Required tasks
**a)** Transcribe the records word for word, from their start through the line that contains "column 455, row 22", and leave the pictures out of your copy.
**b)** Pick up the notes on popular political participation in seventeenth-century England and continue them from where they stop.

To argue that by the 1640s the phenomenon of 'issue politics', with seats often contested by a large number of rival candidates, had developed.


 

Introduction

 

Lets begin with some quotes, regarding the degree to which some contemporaries thought that popular political participation extended.

Idea that common people had no allegiance to either side in the English Civil War.

Baxter

The poor ploughmen understood but little of these matters; but a little would stir up their discontent when money was demanded

Hobbes:

There were very few of the common people that cared much for either of the causes, but would have taken any side for pay or plunder

Some contemporaries argued that the common people's political awareness was extremely limited:.

They were neutralist and detached from the political issues of the day:

It were no matter if the King and Queen and all were hanged unless the price of corn do fall

Common people backed Parliament something claimed by the Clarendon, an allegation designed to blacken the parliamentary cause...

Clearly, then, many people thought that politics below the gentry did not matter.


 

The growth of popular political consciousness in early Stuart England?

Yet there are a number of reasons, which we have already touched on, to indicate that there may have been increasing numbers of Englishmen able and willing to express an opinion on political life.

Crucial to understanding growth of popular political consciousness is development of politically aware crowds in London and towns: development of popular literacy.

London: rise of pop. political culture, growth of pol. consciousness amongst ordinary Londoners., reflection of high pop. literacy.

Cust growth in demand for news from 1620s, and again in 1640s.

Politicisation: extensive literacy, even app. 70-80% literate. Majority in London, able read and write.

placards posted Enemies of Justice, and Straffordians  listing MPs who had voted v. Attainder.

Meant that censorship crucial: Censorship broke down 1640, re-imposed 1660

Second important point is the high level of participation in local government and legal system crucial to understanding nature of popular involvement in political crises/debate.

recall local office held by m/sort in towns and villages, executive experience.

JPs and Sheriffs for eg. controlled policing of crowd disturbances and election returns respectively.

Widespread participation in local office. 1/9, 1/10, 1/3. Southwark/Westminster wide parlt. franchises.

Widespread participation in law enforcement., hired watchmen = status as crowd.

Source records
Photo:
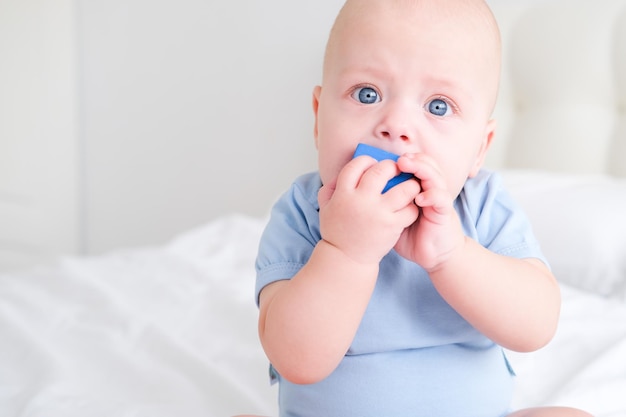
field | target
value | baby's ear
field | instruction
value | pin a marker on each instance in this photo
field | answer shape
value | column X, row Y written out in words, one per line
column 490, row 131
column 317, row 90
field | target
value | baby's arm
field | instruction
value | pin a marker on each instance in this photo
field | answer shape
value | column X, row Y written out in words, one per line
column 514, row 302
column 307, row 324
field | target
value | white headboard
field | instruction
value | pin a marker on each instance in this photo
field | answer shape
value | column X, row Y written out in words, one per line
column 153, row 120
column 562, row 104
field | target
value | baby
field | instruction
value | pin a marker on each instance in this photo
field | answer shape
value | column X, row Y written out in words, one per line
column 399, row 303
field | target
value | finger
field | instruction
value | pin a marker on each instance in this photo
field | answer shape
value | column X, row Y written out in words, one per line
column 402, row 194
column 424, row 168
column 436, row 198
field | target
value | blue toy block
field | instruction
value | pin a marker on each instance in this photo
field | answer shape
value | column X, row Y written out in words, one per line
column 380, row 155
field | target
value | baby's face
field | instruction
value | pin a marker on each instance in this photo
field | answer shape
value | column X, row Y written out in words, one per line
column 408, row 79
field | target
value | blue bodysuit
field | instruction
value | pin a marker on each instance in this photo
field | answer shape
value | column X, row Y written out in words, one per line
column 413, row 355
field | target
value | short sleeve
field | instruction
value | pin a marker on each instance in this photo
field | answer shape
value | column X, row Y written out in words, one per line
column 291, row 233
column 491, row 217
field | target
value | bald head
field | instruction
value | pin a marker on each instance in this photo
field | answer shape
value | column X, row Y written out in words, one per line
column 455, row 22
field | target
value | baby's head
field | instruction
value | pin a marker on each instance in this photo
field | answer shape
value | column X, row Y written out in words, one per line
column 409, row 76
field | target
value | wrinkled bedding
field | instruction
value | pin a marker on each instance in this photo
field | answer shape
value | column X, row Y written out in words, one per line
column 171, row 331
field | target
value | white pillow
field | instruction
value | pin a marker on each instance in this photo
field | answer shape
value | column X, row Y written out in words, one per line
column 580, row 222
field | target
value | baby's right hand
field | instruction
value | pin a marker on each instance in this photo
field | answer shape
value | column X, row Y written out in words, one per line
column 357, row 218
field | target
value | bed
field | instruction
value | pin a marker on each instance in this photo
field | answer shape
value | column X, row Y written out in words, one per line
column 170, row 330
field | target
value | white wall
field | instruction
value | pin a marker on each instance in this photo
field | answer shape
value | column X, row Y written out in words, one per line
column 183, row 109
column 39, row 215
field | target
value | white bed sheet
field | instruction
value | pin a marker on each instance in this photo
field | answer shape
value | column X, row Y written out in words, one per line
column 171, row 331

Final results
**a)**
Photo:
field | target
value | baby's ear
field | instruction
value | pin a marker on each instance in this photo
field | answer shape
value | column X, row Y written out in words, one per line
column 490, row 131
column 317, row 90
field | target
value | baby's arm
field | instruction
value | pin a marker on each instance in this photo
field | answer shape
value | column X, row Y written out in words, one per line
column 514, row 302
column 307, row 324
field | target
value | white headboard
field | instruction
value | pin a marker on each instance in this photo
field | answer shape
value | column X, row Y written out in words, one per line
column 153, row 120
column 562, row 104
field | target
value | baby
field | instruction
value | pin a marker on each instance in this photo
field | answer shape
value | column X, row Y written out in words, one per line
column 399, row 303
field | target
value | finger
field | instruction
value | pin a marker on each instance in this photo
field | answer shape
value | column X, row Y written out in words, one per line
column 402, row 194
column 424, row 168
column 436, row 198
field | target
value | blue toy block
field | instruction
value | pin a marker on each instance in this photo
field | answer shape
value | column X, row Y written out in words, one per line
column 380, row 155
field | target
value | baby's face
field | instruction
value | pin a marker on each instance in this photo
field | answer shape
value | column X, row Y written out in words, one per line
column 408, row 79
field | target
value | blue bodysuit
field | instruction
value | pin a marker on each instance in this photo
field | answer shape
value | column X, row Y written out in words, one per line
column 413, row 355
field | target
value | short sleeve
field | instruction
value | pin a marker on each instance in this photo
field | answer shape
value | column X, row Y written out in words, one per line
column 291, row 233
column 491, row 217
field | target
value | bald head
field | instruction
value | pin a marker on each instance in this photo
field | answer shape
value | column X, row Y written out in words, one per line
column 455, row 22

**b)**
knowledge of law/enforcement shows in symbolism: ie. trained band format, mimicry of legal forms. Burning docs, tracts in imitation of official measures.

Constables refused suppress crowds 1640-2, therefore Ch I unable control streets.

puritans dominating local offices. how ambitious were the faction of those places, even to a constableship in 1641

Another general theme of this period is that there was considerable evidence in episodes of riot and disorder of traditional popular defense of legitimate rights and privileges.

notions of 'moral economy' v. soci/econ. innovations.

nb. that this tradition might easily carry political connotations.

esp. hostility to religious innovations when such hostility meant implied/explicit critique of Govt/regime policy.

Also see that much of politically motivated/led disturbances took over/borrowed from theatre of protest, involving carnivalesque air/ritualised inversion and whole host of popular symbolism.

Format of petitioning authorities prior to riot/direct action also widespread and crucial in this period.

Religion a v. powerful factor in explaining popular allegiances and movements. Religious division and fragmentation after 1640:

Fear of papists was organising principle of agitation in early months of political breakdown in London.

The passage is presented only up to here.